What to produce:
Gather every line in the entries below that contains the word "boot" and copy each one in full.

Working data:
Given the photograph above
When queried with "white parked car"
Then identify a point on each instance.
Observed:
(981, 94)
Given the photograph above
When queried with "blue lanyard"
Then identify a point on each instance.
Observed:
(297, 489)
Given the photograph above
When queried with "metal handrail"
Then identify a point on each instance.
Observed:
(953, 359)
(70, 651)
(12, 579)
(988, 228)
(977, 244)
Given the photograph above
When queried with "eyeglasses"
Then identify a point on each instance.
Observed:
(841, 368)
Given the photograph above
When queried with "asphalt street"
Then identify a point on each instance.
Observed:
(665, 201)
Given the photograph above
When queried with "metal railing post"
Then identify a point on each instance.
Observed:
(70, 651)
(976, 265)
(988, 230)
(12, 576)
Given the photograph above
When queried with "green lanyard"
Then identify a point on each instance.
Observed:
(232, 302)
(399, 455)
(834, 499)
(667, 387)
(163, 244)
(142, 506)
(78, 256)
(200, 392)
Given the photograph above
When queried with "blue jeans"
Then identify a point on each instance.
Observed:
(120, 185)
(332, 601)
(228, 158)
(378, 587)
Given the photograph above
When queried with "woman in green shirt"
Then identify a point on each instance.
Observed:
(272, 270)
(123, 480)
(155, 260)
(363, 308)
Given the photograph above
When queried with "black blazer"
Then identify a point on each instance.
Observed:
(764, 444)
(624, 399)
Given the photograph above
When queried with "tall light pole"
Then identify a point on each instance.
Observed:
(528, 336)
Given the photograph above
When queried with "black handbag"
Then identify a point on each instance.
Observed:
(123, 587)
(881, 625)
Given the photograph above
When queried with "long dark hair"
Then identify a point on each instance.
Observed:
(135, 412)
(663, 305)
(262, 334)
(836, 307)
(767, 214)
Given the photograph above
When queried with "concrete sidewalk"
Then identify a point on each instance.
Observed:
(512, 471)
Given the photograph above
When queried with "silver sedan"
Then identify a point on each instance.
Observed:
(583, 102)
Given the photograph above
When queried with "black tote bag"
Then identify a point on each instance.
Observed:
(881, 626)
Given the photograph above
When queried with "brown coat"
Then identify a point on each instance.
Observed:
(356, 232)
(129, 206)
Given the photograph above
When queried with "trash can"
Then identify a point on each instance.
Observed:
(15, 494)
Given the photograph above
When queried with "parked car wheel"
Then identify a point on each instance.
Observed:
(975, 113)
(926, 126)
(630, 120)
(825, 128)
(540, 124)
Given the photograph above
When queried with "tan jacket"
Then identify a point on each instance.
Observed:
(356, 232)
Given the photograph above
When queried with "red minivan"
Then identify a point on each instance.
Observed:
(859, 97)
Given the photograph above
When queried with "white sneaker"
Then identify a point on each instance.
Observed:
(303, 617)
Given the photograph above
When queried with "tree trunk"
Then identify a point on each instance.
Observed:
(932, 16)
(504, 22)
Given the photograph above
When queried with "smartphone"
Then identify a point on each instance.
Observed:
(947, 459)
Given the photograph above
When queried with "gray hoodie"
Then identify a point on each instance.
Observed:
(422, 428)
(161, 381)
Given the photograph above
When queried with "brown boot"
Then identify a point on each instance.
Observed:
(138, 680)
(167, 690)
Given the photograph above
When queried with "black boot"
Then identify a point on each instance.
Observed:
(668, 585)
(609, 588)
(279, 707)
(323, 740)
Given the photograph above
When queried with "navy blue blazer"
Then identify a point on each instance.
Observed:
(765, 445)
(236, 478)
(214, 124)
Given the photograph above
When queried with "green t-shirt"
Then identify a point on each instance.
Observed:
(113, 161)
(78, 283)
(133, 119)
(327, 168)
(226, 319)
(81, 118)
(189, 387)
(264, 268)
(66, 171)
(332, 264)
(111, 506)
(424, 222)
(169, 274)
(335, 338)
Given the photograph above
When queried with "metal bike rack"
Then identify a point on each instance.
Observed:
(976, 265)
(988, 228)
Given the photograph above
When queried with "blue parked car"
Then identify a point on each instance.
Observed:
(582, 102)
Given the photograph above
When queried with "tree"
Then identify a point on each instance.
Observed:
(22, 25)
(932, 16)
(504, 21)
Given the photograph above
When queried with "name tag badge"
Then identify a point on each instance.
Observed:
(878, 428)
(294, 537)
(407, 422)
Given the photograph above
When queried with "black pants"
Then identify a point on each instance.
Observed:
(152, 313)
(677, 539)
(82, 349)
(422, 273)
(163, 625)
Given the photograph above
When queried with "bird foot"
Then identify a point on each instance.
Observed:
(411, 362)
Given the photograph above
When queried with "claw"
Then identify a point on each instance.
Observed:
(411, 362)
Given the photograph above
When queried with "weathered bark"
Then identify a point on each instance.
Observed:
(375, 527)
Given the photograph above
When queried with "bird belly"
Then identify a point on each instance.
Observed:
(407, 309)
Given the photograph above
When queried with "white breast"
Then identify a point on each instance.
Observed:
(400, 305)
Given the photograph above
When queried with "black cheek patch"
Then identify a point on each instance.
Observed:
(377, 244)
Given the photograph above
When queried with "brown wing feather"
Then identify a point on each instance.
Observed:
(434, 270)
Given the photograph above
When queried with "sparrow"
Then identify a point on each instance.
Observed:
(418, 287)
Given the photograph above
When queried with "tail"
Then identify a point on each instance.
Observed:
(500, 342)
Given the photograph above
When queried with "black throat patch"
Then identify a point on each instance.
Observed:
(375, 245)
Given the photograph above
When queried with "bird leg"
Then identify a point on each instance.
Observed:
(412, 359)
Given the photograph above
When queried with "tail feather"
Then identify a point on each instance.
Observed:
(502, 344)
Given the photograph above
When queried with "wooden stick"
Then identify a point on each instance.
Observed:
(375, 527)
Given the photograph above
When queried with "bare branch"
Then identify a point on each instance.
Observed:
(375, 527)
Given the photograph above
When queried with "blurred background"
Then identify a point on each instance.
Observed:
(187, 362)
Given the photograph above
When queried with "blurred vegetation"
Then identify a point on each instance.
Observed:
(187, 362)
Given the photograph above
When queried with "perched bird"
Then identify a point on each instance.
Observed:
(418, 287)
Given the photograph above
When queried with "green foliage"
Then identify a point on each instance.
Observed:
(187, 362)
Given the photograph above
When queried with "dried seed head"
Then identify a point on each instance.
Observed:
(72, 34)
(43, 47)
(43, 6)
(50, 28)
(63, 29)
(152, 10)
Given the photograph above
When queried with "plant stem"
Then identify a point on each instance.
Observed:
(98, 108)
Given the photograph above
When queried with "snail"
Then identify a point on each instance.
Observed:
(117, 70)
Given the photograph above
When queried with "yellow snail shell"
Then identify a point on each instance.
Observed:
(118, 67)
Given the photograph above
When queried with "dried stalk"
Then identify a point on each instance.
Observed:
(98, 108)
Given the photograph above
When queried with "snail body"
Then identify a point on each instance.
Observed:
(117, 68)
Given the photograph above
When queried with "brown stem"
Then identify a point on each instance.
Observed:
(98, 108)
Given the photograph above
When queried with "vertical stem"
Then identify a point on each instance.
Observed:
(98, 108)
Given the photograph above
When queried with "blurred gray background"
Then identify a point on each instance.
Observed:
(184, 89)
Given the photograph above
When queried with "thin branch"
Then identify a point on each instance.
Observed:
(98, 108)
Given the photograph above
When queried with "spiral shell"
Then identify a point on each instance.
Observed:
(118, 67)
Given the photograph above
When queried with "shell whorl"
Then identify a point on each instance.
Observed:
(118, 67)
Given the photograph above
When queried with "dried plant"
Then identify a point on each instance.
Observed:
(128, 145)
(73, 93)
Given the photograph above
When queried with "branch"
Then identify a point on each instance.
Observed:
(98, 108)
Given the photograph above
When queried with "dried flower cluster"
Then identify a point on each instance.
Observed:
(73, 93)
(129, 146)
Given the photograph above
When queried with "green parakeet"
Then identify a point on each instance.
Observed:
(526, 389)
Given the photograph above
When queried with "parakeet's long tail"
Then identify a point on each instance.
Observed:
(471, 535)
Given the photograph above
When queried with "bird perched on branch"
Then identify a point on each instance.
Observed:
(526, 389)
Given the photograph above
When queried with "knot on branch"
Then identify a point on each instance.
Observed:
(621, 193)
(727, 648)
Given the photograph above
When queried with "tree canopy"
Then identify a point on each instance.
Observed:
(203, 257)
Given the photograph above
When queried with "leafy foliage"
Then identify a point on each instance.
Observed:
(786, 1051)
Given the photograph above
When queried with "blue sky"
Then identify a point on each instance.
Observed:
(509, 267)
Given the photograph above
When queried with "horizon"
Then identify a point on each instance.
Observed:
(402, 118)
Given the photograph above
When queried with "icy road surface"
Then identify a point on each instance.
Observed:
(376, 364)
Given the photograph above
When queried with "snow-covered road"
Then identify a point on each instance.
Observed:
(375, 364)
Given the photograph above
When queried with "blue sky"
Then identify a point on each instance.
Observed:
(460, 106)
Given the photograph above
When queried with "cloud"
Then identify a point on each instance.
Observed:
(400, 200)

Answer to this task:
When queried with "brown boot"
When queried with "black boot"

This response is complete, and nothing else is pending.